### Enunciado 1
Repita, sem nenhuma alteração, as linhas dos registros começando na que contém "Q: Put a point on each instance of the woman" e terminando na que contém "x=320 y=235", incluindo as duas.

### Texto fornecido
━━━━━━━━━━
De vez em quando uma estranha mania me faz assistir a shows em salas de cinema. Fui ver um do Chemical Brothers que fundia as imagens do telão do show às filmadas num próprio show. Ou um do U2 em 3D – confesso que nesse último houve um componente de curiosidade mórbida com a falta do que fazer. Mais de uma vez ameacei ver alguma dessas óperas do Met de Nova York que são transmitidas ao vivo para salas de cinema, eu que nem gosto de ópera.

Faço isso porque tenho uma ponta de curiosidade sobre como as indústrias cinematográfica e fonográfica podem reunir esforços para que a segunda se beneficie de algo que a primeira já tem – um suporte perfeito contra a pirataria. Estou falando da sala de cinema. Por mais que a tecnologia tenha melhorado substancialmente a qualidade da exibição de um filme em casa, ela não substitui a experiência coletiva de assistir a uma sessão de cinema com um monte de gente desconhecida.
━━━━━━━━━━
### Enunciado 2
Copie integralmente, sem nenhuma alteração, o texto sobre shows em salas de cinema.

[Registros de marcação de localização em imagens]
━━━━━━━━━━
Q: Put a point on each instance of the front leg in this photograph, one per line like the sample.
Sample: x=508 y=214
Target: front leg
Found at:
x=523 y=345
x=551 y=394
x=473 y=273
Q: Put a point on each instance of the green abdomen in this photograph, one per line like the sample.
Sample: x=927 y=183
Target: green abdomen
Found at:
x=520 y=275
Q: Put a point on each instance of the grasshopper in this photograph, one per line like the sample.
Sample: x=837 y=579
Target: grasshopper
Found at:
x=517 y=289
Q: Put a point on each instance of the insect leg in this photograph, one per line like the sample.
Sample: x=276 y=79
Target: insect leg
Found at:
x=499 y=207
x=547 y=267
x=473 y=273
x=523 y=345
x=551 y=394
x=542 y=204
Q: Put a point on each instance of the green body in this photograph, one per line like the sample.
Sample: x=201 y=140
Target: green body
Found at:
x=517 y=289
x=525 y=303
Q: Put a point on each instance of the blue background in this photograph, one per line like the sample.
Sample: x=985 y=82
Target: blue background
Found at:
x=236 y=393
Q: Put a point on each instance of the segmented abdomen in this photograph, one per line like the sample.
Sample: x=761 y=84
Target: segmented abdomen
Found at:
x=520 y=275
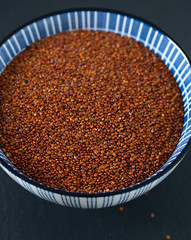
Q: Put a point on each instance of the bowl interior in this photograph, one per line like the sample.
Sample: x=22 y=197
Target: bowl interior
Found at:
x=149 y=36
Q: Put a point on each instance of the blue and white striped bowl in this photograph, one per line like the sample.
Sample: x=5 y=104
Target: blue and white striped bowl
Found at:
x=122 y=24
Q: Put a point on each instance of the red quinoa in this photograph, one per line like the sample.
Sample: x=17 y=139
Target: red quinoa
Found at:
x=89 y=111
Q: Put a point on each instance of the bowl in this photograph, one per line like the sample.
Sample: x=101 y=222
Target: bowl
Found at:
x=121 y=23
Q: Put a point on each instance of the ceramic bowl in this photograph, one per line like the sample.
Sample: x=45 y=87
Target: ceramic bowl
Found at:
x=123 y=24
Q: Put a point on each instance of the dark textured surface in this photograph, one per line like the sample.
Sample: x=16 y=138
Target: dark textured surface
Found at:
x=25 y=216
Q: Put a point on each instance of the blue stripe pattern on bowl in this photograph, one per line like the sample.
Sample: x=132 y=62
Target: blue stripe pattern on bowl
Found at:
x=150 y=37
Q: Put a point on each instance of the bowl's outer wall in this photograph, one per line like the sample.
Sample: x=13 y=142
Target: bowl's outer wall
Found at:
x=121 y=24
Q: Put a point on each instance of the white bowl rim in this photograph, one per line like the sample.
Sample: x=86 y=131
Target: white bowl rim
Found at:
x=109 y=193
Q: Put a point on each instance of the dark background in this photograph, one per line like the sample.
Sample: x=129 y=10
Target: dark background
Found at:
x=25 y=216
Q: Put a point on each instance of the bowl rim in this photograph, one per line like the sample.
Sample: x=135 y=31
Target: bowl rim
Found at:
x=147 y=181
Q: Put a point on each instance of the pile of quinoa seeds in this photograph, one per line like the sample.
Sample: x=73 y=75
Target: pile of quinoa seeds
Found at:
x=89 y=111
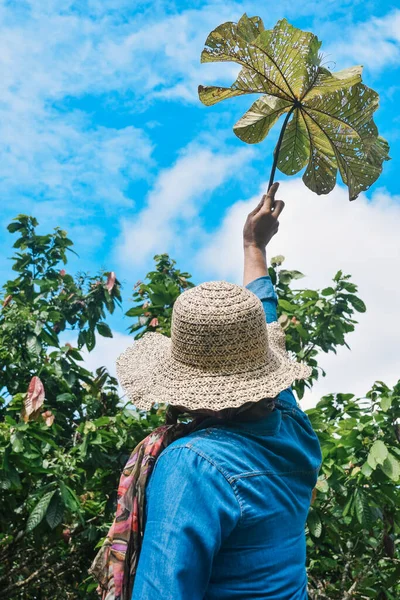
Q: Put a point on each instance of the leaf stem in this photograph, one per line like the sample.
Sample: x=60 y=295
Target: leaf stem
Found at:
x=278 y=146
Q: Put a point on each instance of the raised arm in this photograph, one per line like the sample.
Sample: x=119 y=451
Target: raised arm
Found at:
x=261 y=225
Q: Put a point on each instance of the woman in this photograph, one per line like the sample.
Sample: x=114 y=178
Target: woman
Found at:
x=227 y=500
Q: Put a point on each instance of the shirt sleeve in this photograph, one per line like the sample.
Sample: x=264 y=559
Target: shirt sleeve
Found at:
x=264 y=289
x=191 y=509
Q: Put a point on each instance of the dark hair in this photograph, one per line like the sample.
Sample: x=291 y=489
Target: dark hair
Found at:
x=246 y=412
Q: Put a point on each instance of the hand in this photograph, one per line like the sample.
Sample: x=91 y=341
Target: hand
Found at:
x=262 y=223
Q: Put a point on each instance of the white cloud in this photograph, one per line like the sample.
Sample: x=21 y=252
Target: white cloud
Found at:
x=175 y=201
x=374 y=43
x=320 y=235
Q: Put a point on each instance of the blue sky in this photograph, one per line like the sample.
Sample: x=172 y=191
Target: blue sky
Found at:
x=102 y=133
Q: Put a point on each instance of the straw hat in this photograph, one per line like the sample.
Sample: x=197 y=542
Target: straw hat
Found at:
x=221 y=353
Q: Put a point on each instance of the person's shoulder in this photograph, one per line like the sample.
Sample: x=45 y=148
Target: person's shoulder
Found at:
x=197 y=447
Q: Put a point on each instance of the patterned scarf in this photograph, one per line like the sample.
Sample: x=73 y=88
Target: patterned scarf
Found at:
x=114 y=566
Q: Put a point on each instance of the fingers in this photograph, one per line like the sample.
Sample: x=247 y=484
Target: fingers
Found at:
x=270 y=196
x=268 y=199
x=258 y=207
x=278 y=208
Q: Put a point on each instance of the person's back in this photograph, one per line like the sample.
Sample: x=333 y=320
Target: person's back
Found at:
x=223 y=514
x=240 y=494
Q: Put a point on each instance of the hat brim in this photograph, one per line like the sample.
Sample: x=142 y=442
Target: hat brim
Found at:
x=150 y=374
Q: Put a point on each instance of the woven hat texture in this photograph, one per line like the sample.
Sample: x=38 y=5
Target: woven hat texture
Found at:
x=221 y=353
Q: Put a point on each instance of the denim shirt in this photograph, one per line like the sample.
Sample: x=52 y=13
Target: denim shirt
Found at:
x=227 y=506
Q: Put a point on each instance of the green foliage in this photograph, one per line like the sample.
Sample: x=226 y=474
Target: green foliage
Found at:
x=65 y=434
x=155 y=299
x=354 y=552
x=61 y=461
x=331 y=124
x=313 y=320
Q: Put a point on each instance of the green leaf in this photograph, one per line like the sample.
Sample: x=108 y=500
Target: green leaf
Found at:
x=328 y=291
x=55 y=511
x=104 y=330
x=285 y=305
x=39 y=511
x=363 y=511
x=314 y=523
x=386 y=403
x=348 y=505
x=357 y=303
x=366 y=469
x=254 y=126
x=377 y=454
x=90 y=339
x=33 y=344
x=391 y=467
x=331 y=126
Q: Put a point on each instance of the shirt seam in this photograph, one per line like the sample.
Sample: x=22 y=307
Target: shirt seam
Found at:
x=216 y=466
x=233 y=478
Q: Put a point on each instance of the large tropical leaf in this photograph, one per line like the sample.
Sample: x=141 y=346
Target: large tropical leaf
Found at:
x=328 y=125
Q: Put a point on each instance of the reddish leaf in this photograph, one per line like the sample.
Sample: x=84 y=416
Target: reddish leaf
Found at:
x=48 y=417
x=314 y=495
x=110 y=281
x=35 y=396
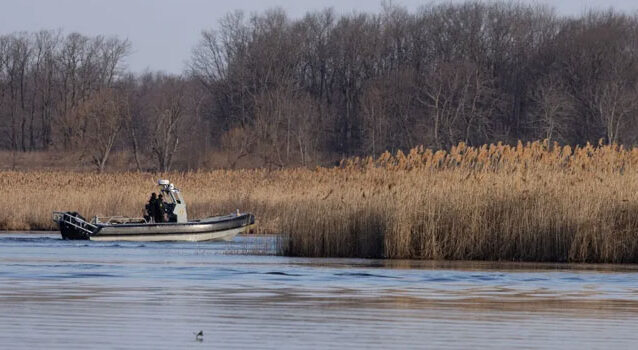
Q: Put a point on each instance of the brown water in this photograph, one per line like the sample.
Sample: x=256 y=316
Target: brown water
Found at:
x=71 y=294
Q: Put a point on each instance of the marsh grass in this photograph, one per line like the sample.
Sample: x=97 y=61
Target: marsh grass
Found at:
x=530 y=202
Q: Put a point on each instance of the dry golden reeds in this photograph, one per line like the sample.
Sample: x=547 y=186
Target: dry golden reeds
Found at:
━━━━━━━━━━
### Resolução 1
Q: Put a point on each instance of the woman in this photograph, one per line like the sample.
Sample: x=114 y=178
Target: woman
Found at:
x=227 y=500
Q: Put a point on each instance of the shirt sleeve in this photograph, one per line like the sample.
Sample: x=264 y=559
Target: shirt sleeve
Found at:
x=264 y=289
x=191 y=509
Q: Put a point on each instance of the dark hair in this photograph, one per line like the sample.
Sample: x=291 y=489
Target: dark hair
Found at:
x=246 y=412
Q: Put a point on each instance of the hand in this photograph, one per line like the sample.
Sample: x=91 y=341
Target: hand
Found at:
x=262 y=223
Q: Put a point on each instance of the white cloud in this photograph, one per line like the sample.
Sample: x=21 y=252
Target: white cloud
Found at:
x=175 y=201
x=374 y=43
x=320 y=235

### Resolução 2
De vez em quando uma estranha mania me faz assistir a shows em salas de cinema. Fui ver um do Chemical Brothers que fundia as imagens do telão do show às filmadas num próprio show. Ou um do U2 em 3D – confesso que nesse último houve um componente de curiosidade mórbida com a falta do que fazer. Mais de uma vez ameacei ver alguma dessas óperas do Met de Nova York que são transmitidas ao vivo para salas de cinema, eu que nem gosto de ópera.

Faço isso porque tenho uma ponta de curiosidade sobre como as indústrias cinematográfica e fonográfica podem reunir esforços para que a segunda se beneficie de algo que a primeira já tem – um suporte perfeito contra a pirataria. Estou falando da sala de cinema. Por mais que a tecnologia tenha melhorado substancialmente a qualidade da exibição de um filme em casa, ela não substitui a experiência coletiva de assistir a uma sessão de cinema com um monte de gente desconhecida.